**Stated exercise 1:**
Answer these from the column on South Carolina football:
(a) What record did Paul Dietzel post in eight years at Carolina?
(b) Which ESPN figure said Spurrier would never win a conference championship at USC?
(c) In which bowl does the writer expect this year's last loss to come?
**Stated exercise 2:**
Reproduce the column on South Carolina football word for word from "At least the" up to and including "leaving the stadium.".
**Stated exercise 3:**
Name every athletic conference mentioned in the column on South Carolina football.

**Text passage:**
+ + +

And, good lord, Columbia has become the place where successful coaches realize they just can’t do it anymore. Not here, anyway. The first man to follow his hubris was Paul Dietzel, who won a national championship at LSU, and did a fairly decent job at Army. In eight years at Carolina, he went 42-53-1. There were only three winning seasons and one bowl game, a loss to West Virginia in the Peach Bowl. The money quote from Wikipedia: “Dietzel had become unpopular due to his team’s continued mediocrity and failure to realize the lofty dreams that he had promised.” Sound familiar?

The second national championship-winning coach was Lou Holtz, who took over much to the delight of the USC faithful. We cast a jaundiced eye on the whole affair because you shouldn’t be too happy about a new coach who hasn’t been on the sideline yet. Carolina promptly went 0-11, before two OK seasons and two bowl wins. After that, late-season failures became the norm until Holtz left and was replaced by yet another championship coach, Steve Spurrier. Sweet Lou went 33-37.

Oh, Stevie. You came for the golf, you stayed for the mind-numbing frustration. Through the weekend, Spurrier is sitting on a 34-26 mark, by far the most successful consecutive run of Gamecock football, ever. How sad is it that averaging a barely-winning season is considered the best period ever in the history of the program? It’s time to pull the plug on hopes of USC doing any better. Get the doctors to call it — this team will never be very good.

When Spurrier took the job at Carolina, ESPN’s Lee Corso said what I did at the time, that Spurrier would never win a conference championship at USC. Naturally, the Gamecock fanbase lost its collective shit, without recognizing the truth in what Corso was saying. While the Palmetto State has a ton of football talent, it’s been mined by outside powers for decades. You can’t recruit well enough at this school. If you’re good enough to play in the SEC, why do you want to play for a team that has never been to the championship game? Tradition matters. A winning tradition matters more. It’s why even horrible coaches at Alabama (Ray Perkins, Mike DuBose, Mike Shula) had a 10-win season by their third year in.

Face it — Carolina is no different than Kentucky. The Gamecocks can overperform at times, but they’re not going to challenge for the division title. An upset here, and upset there, but each year when the curtain drops on the regular season, if USC makes the six-win plateau, it’s going to a lower-tier bowl to meet the best the C-USA has to offer (or Big East, or Big Ten, or Big XII). This year, 6-7 looks very likely, with the last loss coming at Birmingham’s Legion Field in, God help us, the Papajohns.com Bowl in front of about 20,000 people in the freezing cold in December.

At least the game will be in the daytime. You don’t want to be in that part of the Magic City at night. Watching your team lose to a bad Big East team will suck a lot more when you get shot leaving the stadium.

+ + +

**Information supplied:**

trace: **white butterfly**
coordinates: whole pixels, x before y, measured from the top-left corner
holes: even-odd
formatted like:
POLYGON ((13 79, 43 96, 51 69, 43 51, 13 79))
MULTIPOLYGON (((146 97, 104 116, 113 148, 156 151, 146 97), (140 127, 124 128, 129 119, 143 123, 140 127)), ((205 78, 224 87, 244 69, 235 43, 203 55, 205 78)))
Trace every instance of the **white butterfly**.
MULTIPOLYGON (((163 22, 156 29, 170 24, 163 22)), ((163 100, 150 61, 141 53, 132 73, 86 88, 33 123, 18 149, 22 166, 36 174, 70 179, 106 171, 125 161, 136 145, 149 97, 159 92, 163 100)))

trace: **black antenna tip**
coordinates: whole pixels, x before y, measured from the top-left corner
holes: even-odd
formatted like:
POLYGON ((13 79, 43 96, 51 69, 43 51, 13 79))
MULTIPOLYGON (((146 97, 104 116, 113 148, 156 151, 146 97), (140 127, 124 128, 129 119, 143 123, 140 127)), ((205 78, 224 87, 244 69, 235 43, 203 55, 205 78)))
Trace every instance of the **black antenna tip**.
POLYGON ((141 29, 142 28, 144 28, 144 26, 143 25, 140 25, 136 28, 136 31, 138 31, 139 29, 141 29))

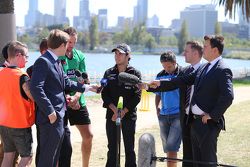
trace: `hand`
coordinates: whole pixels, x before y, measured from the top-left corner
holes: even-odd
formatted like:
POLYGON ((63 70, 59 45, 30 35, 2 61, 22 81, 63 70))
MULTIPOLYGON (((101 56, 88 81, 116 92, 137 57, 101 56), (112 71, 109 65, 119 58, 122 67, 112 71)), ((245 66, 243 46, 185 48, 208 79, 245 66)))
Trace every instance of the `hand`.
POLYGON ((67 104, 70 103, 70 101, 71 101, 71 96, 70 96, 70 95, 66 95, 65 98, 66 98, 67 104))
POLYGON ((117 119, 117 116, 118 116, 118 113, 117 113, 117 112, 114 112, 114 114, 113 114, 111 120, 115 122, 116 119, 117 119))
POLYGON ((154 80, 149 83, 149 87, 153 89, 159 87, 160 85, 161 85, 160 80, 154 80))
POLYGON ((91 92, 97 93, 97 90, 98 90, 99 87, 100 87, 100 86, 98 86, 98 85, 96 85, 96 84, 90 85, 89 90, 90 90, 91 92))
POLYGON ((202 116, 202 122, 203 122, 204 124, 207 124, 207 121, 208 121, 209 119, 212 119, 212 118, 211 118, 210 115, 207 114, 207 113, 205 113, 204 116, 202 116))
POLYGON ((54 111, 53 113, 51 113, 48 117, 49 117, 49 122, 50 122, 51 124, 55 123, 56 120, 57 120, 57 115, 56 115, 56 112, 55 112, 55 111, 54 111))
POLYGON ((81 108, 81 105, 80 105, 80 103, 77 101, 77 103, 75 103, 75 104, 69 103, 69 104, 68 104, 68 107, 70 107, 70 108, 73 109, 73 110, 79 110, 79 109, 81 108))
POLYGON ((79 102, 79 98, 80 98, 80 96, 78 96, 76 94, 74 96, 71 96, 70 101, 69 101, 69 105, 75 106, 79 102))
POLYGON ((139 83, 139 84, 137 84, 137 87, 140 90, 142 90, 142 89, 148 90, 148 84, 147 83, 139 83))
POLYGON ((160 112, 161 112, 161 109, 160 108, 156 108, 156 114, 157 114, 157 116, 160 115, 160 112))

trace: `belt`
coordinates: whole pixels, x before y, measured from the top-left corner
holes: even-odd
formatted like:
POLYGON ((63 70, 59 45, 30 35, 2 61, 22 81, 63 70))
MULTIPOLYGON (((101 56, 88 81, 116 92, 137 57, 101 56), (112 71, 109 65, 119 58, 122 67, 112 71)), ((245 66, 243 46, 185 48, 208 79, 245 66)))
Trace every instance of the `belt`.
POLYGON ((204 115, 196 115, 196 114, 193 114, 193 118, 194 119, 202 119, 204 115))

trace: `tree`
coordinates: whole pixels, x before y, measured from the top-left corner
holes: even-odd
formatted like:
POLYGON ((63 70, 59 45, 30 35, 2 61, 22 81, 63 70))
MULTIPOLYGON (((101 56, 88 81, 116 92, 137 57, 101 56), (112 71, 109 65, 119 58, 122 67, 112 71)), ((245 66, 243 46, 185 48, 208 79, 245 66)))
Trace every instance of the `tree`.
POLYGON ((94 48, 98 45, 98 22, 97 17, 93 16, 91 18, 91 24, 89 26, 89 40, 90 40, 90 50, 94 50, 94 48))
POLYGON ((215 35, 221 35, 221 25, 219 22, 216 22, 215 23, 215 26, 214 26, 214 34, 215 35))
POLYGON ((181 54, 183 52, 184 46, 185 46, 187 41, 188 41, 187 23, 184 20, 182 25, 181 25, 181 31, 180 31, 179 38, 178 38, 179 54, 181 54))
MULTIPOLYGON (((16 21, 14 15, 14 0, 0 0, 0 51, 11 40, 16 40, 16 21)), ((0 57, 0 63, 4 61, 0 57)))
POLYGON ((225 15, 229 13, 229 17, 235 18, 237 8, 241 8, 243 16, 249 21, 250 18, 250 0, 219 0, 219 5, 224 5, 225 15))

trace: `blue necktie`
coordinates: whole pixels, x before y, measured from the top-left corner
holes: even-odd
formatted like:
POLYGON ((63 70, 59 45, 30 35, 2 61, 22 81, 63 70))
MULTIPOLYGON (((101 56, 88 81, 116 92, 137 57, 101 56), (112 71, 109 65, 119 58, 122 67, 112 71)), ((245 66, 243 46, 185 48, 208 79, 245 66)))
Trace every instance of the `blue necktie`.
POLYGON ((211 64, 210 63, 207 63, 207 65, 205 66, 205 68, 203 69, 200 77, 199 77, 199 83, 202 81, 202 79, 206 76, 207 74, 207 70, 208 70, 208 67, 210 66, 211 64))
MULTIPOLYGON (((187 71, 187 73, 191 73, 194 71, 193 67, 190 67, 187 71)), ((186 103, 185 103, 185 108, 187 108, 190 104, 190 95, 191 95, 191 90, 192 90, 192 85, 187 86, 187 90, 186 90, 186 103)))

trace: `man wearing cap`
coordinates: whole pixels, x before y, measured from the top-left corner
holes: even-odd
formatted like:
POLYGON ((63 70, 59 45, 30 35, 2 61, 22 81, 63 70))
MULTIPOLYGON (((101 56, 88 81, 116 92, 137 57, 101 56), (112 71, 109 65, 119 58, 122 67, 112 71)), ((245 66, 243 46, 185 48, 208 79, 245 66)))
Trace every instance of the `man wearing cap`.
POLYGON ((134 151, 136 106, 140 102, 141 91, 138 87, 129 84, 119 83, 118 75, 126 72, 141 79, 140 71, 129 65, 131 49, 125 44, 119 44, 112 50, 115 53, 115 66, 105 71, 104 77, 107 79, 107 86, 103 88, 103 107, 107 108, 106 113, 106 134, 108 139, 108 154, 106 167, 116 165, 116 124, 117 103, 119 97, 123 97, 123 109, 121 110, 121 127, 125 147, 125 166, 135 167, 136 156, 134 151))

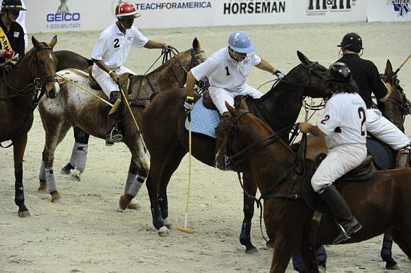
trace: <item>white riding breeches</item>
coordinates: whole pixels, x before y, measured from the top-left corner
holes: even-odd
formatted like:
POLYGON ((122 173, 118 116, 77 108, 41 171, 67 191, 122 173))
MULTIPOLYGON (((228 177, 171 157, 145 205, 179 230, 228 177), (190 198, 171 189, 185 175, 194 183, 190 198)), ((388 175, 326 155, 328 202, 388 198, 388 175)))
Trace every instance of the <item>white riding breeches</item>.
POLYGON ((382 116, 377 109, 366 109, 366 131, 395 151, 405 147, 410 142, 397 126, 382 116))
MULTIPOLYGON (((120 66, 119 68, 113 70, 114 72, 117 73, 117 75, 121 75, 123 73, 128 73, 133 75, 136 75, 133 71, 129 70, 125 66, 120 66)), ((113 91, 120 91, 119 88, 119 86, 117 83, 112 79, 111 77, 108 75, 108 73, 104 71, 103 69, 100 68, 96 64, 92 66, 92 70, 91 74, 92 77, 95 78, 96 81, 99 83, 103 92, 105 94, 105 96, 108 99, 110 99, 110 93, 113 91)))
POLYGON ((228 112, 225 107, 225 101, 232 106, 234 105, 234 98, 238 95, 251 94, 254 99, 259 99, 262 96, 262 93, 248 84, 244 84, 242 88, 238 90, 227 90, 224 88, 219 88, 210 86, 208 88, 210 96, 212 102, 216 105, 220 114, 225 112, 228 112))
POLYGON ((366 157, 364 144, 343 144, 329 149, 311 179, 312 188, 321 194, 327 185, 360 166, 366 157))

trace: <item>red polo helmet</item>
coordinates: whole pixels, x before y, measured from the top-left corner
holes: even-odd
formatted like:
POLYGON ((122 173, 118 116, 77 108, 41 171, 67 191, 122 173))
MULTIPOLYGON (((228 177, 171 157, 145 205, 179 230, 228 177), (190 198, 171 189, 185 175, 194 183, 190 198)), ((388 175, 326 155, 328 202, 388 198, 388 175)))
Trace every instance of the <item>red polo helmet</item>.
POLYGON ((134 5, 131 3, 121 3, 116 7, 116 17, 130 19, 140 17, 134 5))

+ + +

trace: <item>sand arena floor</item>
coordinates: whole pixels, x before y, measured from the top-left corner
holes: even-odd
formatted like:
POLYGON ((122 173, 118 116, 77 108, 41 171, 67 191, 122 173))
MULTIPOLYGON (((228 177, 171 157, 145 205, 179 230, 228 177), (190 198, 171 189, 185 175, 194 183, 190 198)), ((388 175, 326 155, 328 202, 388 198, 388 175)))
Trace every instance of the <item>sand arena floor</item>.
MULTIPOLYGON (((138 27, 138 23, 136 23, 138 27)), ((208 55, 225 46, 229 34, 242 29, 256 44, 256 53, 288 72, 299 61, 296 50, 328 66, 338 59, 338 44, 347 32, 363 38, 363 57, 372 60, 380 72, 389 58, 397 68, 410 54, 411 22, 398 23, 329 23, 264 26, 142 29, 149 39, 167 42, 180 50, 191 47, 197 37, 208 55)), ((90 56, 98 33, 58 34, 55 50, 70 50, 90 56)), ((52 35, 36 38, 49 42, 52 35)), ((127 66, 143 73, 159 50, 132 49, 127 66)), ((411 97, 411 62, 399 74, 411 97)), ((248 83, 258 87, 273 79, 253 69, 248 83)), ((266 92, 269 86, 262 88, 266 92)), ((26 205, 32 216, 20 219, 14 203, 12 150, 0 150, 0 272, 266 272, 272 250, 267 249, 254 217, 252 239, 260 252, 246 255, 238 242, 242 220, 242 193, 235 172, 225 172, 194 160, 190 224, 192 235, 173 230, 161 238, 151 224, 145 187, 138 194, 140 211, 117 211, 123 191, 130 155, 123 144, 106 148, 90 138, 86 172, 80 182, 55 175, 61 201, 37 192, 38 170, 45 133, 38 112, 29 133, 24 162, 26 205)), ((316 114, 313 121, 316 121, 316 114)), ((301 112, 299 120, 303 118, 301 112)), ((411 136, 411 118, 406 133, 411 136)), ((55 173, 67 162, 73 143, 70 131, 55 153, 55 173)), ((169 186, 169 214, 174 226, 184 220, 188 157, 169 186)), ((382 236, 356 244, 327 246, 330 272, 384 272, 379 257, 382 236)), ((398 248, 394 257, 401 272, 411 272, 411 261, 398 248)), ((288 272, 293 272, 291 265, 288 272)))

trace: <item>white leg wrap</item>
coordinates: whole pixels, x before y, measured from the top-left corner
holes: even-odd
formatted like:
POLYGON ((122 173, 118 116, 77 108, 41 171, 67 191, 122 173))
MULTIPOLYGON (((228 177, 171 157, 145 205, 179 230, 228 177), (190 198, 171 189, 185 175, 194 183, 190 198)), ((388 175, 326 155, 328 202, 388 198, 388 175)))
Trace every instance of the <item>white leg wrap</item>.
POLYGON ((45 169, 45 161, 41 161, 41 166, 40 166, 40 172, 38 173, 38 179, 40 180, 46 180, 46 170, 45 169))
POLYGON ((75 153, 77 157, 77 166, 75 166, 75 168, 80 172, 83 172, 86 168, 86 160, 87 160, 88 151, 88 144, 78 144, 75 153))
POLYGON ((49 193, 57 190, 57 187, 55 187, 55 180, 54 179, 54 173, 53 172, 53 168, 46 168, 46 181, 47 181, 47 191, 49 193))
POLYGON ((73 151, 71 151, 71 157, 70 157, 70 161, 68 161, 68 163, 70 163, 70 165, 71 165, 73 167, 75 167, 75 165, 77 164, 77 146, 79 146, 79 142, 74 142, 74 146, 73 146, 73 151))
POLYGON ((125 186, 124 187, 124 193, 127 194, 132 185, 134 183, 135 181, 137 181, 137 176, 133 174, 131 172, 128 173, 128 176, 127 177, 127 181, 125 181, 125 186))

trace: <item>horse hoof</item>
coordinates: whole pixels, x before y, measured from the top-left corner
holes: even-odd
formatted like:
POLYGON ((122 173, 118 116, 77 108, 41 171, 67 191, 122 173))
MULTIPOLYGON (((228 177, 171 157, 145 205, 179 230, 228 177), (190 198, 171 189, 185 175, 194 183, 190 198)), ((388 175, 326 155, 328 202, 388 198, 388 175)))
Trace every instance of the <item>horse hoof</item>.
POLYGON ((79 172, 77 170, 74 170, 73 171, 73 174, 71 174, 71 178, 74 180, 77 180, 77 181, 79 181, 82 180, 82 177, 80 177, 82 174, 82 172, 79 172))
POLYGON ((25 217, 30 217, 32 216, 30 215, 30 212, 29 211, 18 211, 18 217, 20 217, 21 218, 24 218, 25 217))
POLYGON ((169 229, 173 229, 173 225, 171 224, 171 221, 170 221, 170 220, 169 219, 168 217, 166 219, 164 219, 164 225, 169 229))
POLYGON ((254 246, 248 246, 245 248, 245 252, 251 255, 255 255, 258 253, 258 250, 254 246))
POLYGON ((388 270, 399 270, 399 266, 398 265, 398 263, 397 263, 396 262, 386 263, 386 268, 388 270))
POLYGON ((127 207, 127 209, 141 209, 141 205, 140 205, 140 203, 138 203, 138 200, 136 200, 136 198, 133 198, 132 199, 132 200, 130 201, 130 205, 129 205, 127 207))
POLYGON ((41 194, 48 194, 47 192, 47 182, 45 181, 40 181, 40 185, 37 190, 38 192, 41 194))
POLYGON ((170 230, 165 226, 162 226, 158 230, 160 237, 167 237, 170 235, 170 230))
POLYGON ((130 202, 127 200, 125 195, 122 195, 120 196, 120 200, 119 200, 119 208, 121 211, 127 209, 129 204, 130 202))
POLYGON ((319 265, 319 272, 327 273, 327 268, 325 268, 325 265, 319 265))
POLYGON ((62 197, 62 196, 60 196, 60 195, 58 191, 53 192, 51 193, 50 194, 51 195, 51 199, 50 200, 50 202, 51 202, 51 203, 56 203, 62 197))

+ + +

**Final result 1:**
(a) 42-53-1
(b) Lee Corso
(c) The Papajohns.com Bowl, at Birmingham's Legion Field

**Final result 2:**
At least the game will be in the daytime. You don’t want to be in that part of the Magic City at night. Watching your team lose to a bad Big East team will suck a lot more when you get shot leaving the stadium.

**Final result 3:**
SEC, C-USA, Big East, Big Ten, Big XII